# Msn Messenger spice up



## Dchappers (Apr 20, 2003)

not so much as a tip but as a cool addition. If you freuently use MSN Messenger why not spice it up using

MSG PLUS (Messenger plus 2)
http://www.msgplus.net/
(it has some cool sound easter eggs try typing /sevillaugh)

and

www.messybe.com
(it has cool features like fake apps, intelligent bots and blockcheckers)


----------



## AtreideS (Aug 20, 2001)

I wasn't able to get to the messybe.com site, it must be down.

But I can add another good site for Messenger programs. Head to http://www.mess.be (perhaps its the site you were listing before, but with a different name?)


----------



## Dchappers (Apr 20, 2003)

sorry you r right that was the site i was trying to post

thanks


----------



## Rhettman5.1 (Sep 25, 2002)

HERE is a free program from Logitech that lets you use your web-cam in messenger , all that is required is that both people have the program, it ads a "start web-cam for messenger" line in the actions menue...some may find it handy, and the price is right ...Rhett


----------



## AtreideS (Aug 20, 2001)

▶ **EXERCISE AIM**
List each distinct username that appears as a post heading in the forum thread about MSN Messenger.

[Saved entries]
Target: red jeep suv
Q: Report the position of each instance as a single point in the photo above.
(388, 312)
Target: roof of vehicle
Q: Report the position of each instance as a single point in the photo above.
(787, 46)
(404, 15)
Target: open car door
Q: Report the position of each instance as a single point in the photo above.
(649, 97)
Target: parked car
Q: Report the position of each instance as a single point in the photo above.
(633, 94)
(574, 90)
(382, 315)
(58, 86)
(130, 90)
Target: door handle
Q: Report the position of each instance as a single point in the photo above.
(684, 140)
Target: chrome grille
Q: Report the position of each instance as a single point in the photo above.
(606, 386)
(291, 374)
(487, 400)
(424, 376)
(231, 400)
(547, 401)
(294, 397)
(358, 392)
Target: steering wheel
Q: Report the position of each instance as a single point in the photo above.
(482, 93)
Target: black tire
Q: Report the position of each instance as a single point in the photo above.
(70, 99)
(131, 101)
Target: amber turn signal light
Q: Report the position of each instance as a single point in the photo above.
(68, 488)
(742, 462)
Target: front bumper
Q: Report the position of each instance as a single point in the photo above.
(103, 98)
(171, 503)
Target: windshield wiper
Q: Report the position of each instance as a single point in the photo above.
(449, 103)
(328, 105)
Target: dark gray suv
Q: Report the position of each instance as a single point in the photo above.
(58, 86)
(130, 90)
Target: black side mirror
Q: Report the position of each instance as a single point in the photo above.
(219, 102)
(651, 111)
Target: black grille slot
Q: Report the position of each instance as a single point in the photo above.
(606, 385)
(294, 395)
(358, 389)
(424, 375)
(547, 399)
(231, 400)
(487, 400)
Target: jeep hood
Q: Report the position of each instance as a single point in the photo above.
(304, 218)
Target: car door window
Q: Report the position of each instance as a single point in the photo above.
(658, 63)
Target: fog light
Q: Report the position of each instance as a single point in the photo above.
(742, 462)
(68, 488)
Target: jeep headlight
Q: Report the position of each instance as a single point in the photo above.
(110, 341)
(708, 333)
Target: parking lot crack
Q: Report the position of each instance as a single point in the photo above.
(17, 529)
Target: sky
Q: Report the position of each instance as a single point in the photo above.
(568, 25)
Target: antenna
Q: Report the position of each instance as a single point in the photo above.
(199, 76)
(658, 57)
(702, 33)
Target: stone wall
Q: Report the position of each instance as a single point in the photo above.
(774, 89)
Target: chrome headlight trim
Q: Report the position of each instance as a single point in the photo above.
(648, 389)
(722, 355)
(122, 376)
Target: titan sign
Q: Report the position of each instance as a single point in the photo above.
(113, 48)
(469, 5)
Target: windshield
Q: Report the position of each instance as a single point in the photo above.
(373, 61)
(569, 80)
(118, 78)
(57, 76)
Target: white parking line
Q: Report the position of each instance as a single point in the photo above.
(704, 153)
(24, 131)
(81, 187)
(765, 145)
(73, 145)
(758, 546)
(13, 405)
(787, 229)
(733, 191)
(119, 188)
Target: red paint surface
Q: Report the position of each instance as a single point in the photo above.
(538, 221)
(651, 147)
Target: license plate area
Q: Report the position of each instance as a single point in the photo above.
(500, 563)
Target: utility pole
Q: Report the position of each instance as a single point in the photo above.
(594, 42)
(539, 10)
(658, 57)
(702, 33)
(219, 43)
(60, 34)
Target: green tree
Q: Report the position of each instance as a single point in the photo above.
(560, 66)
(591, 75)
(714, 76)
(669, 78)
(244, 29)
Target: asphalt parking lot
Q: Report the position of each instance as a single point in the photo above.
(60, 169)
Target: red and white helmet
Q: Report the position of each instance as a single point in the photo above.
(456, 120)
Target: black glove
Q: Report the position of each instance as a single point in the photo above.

▶ **ANSWER TO THE TASK**
Dchappers, AtreideS, Rhettman5.1